Exercise objective: Reproduce the line that holds "Where can the dry dock floor" together with all the lines after it up to the end of the entries.

Records supplied:
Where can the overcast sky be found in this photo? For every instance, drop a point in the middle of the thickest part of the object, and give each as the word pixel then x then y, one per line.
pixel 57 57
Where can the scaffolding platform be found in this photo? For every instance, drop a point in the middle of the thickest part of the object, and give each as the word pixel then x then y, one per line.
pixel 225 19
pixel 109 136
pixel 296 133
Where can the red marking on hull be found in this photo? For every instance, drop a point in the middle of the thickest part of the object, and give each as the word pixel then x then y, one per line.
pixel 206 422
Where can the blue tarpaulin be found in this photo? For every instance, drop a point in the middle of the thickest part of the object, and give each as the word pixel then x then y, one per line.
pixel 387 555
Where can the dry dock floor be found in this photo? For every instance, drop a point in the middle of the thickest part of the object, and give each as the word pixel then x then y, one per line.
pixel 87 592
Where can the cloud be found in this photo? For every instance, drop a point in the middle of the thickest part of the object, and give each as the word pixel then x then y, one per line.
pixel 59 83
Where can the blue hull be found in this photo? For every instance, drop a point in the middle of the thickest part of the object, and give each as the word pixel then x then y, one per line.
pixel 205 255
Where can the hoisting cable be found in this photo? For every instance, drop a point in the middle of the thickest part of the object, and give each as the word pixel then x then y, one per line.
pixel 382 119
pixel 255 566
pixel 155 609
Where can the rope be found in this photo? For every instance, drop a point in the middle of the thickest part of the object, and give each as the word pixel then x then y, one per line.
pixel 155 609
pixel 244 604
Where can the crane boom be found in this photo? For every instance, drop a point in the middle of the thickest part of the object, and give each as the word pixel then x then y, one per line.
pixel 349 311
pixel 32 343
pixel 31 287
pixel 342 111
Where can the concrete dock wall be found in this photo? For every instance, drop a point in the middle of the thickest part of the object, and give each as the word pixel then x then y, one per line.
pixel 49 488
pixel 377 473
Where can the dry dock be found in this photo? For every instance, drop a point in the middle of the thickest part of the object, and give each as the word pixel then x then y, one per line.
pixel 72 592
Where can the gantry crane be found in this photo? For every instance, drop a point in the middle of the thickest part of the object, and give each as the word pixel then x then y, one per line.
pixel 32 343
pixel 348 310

Response to this task:
Where can the dry dock floor be found in this photo? For every instance, drop a point in the middle of the thickest part of the object, and give each as the word pixel then x then y, one per line.
pixel 87 592
Where can the cloud be found in this photo? For every instance, drop a point in the middle of the thickest part of the object, and give each as the word pixel then x then y, one per line.
pixel 59 83
Where can the blue hull be found in this photo? For every instance, drop a point in the middle of the thickest part of the object, and give each as the word pixel then x then y, one per line.
pixel 205 255
Where can the hoisting cable be found in this photo? For every instance, drop a point in the middle of the thickest part of the object, and give each as the word pixel then x then y, one per line.
pixel 382 119
pixel 255 566
pixel 155 609
Where can the rope be found in this photo? For every instance, drop a point in the middle of the thickest part of the object, and give each as the word pixel then x then y, one per line.
pixel 155 609
pixel 244 604
Where can the crane boom be found in this photo? For every instance, drop a point in the middle of the thickest part of the object, and give each as the word pixel then x then y, one per line.
pixel 349 311
pixel 32 343
pixel 31 287
pixel 342 111
Where can the concrete dock wall be found in this photo? For every instance, drop a point in the middle of the thickest part of the object, and give each as the word pixel then x then y, one per line.
pixel 49 488
pixel 377 473
Where can the dry dock be found in this photo? For every instance, drop a point in the middle of the thickest part of the object, and give each as the word pixel then x then y, one per line.
pixel 72 592
Where can the gantry crane be found in this photo? For every instance, drop a point in the middle of the thickest part of the object, and give each as the word pixel then x then y, one per line.
pixel 32 343
pixel 348 310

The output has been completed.